[Start of Attachment]

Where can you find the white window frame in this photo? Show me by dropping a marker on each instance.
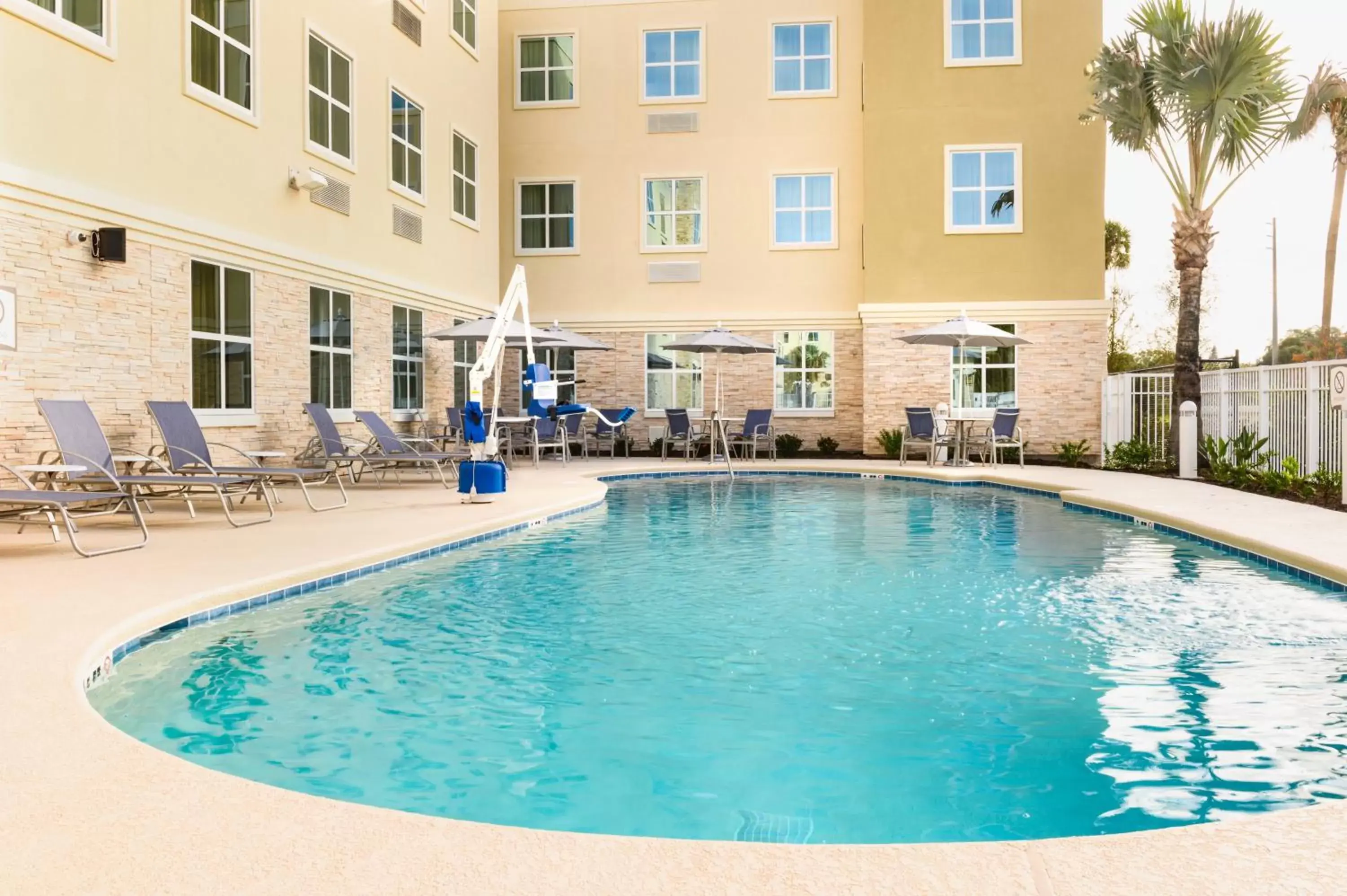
(576, 69)
(407, 193)
(950, 227)
(406, 414)
(217, 100)
(658, 413)
(701, 64)
(985, 367)
(833, 61)
(104, 45)
(772, 209)
(317, 149)
(830, 369)
(221, 417)
(950, 62)
(457, 134)
(667, 250)
(519, 217)
(453, 33)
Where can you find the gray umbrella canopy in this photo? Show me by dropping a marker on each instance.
(964, 332)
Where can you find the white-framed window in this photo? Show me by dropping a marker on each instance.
(673, 379)
(465, 180)
(221, 337)
(982, 33)
(674, 215)
(406, 171)
(547, 72)
(985, 378)
(546, 220)
(465, 23)
(802, 60)
(673, 65)
(330, 351)
(984, 192)
(409, 360)
(805, 211)
(330, 126)
(221, 45)
(89, 23)
(805, 371)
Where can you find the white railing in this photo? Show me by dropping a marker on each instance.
(1287, 404)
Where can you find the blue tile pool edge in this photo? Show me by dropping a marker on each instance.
(100, 673)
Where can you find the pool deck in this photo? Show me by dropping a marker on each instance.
(85, 809)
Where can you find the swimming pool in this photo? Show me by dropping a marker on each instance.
(786, 659)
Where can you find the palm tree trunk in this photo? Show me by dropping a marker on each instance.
(1331, 255)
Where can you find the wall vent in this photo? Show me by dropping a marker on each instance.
(406, 224)
(336, 196)
(675, 272)
(407, 22)
(671, 123)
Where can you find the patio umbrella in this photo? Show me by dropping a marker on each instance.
(720, 341)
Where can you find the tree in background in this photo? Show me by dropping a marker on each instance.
(1326, 97)
(1206, 100)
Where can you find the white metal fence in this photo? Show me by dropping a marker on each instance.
(1287, 404)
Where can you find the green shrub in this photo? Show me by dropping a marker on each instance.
(891, 441)
(1073, 453)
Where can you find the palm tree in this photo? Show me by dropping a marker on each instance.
(1206, 100)
(1326, 97)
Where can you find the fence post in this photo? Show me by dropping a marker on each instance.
(1189, 441)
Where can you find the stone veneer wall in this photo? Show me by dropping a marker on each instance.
(116, 334)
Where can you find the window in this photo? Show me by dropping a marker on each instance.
(982, 33)
(805, 371)
(406, 167)
(465, 22)
(982, 190)
(329, 100)
(409, 360)
(546, 219)
(329, 348)
(802, 60)
(674, 211)
(803, 206)
(221, 53)
(984, 378)
(673, 65)
(673, 379)
(221, 337)
(547, 70)
(465, 180)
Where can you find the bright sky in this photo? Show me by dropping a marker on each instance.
(1295, 186)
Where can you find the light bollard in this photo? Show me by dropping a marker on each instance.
(1187, 441)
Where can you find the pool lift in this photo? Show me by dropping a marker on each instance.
(483, 479)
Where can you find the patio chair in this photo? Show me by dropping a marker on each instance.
(189, 453)
(547, 435)
(1003, 434)
(22, 507)
(80, 441)
(757, 427)
(681, 431)
(923, 433)
(390, 452)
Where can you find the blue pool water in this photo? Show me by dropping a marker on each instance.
(787, 659)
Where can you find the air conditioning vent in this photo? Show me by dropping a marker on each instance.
(407, 22)
(406, 224)
(675, 272)
(336, 196)
(671, 123)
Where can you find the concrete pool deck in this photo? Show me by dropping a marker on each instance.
(85, 809)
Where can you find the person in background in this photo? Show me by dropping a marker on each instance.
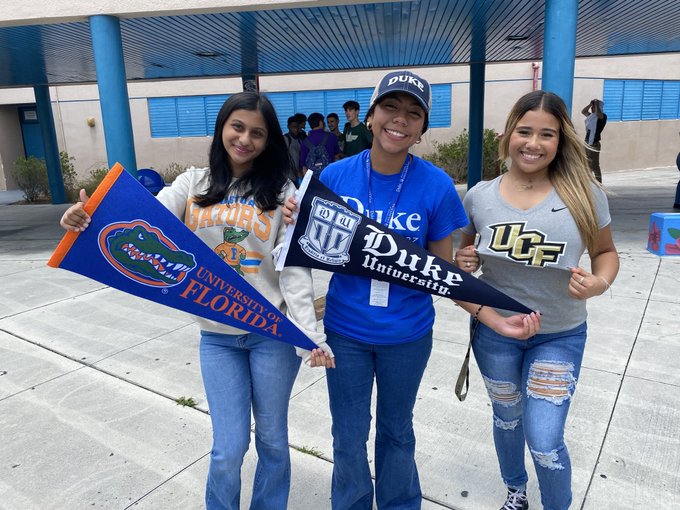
(301, 119)
(320, 148)
(595, 121)
(245, 372)
(293, 143)
(382, 333)
(534, 224)
(333, 122)
(357, 137)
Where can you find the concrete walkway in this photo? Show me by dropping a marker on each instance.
(89, 375)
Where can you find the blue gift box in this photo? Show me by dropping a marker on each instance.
(664, 234)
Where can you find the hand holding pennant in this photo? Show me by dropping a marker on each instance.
(330, 235)
(134, 244)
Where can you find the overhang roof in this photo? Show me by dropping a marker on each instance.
(332, 38)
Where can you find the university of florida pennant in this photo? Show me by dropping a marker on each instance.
(134, 244)
(330, 235)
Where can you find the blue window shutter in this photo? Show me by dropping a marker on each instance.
(213, 104)
(632, 100)
(651, 100)
(284, 104)
(364, 99)
(670, 100)
(191, 115)
(613, 99)
(163, 117)
(440, 114)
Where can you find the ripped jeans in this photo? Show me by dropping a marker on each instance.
(530, 384)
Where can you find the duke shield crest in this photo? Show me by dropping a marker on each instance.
(329, 232)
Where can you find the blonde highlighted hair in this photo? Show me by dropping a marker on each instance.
(569, 171)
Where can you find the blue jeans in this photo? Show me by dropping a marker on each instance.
(530, 384)
(240, 372)
(397, 370)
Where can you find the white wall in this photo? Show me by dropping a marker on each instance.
(11, 145)
(624, 144)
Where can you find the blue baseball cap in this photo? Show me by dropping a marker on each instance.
(408, 83)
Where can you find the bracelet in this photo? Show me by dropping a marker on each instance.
(608, 286)
(476, 314)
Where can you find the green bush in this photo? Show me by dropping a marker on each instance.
(95, 178)
(68, 173)
(453, 156)
(30, 174)
(170, 172)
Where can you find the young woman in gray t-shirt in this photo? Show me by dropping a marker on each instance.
(534, 223)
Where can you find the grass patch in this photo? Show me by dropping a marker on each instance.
(310, 451)
(186, 401)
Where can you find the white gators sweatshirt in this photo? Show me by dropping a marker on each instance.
(245, 236)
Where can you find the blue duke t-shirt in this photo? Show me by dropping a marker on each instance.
(428, 209)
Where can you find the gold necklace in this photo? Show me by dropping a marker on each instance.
(526, 186)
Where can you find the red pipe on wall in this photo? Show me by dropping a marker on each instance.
(535, 66)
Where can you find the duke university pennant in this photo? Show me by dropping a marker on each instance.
(330, 235)
(134, 244)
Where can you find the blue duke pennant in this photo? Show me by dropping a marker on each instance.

[End of Attachment]

▶ [Problem to work on]: All lines from the one that holds "Where can you find the white gators" through the end of the material, both ends included, should be restated exactly.

▶ [Answer space]:
Where can you find the white gators sweatshirt in this photo? Show me by dropping a marker on each instance.
(245, 236)
Where can you find the blue duke t-shirt in this photo? Show me by dropping a marker on each instance.
(428, 209)
Where can you find the gold necklace in this photo? Show me by dropping a marker on each instance.
(526, 186)
Where can you find the red pipe on wall in this photo? Show me by dropping a marker on each instance.
(535, 66)
Where can you find the duke university pennant in this photo? Show me by dropping a marker on each instance.
(330, 235)
(134, 244)
Where can you find the blue duke pennant in this photo? Show me by dropping a marker on each instance.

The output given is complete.